Labeled region records:
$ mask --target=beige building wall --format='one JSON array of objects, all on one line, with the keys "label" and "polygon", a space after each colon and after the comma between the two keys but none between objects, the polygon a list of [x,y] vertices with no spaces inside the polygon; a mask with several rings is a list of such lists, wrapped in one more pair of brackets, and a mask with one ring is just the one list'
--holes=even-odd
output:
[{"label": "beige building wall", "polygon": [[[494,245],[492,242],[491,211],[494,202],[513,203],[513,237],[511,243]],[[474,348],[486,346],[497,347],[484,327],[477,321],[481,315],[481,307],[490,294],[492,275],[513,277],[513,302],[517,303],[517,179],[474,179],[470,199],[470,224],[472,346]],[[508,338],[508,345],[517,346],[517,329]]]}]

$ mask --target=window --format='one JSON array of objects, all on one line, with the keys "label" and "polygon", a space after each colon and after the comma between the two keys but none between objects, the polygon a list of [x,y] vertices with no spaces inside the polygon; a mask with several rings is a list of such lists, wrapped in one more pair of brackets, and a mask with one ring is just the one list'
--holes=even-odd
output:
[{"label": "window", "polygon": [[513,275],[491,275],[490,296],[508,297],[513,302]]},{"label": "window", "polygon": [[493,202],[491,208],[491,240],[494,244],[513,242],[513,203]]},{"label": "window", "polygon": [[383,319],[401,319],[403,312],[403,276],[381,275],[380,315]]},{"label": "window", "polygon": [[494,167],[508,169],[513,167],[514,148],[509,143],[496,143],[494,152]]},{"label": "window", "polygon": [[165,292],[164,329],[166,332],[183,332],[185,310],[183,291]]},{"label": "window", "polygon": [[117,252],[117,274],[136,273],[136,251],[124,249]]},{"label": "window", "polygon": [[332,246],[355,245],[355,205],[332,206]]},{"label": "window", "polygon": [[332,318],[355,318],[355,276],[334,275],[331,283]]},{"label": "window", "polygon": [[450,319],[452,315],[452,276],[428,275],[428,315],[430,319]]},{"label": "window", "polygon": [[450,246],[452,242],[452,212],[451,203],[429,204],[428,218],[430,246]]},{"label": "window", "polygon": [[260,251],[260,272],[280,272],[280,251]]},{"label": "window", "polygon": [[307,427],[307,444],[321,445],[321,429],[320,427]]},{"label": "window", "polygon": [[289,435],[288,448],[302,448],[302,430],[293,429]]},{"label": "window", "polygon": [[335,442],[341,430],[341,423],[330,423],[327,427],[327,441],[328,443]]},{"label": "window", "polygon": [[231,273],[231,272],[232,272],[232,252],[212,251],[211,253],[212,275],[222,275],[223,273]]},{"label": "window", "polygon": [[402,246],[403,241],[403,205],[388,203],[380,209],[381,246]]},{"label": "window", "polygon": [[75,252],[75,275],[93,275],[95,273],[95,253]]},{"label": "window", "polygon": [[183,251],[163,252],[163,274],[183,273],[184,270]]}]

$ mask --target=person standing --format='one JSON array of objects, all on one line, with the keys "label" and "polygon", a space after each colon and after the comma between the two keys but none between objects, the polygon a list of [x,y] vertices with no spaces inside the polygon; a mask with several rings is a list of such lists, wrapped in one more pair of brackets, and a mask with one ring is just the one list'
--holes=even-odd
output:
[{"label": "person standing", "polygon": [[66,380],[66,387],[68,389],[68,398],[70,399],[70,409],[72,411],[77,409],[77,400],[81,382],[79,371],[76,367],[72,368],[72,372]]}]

■ Aim of the exercise
Count the lines in the items that contain the string "wrapped" and give only that number.

■ Written response
3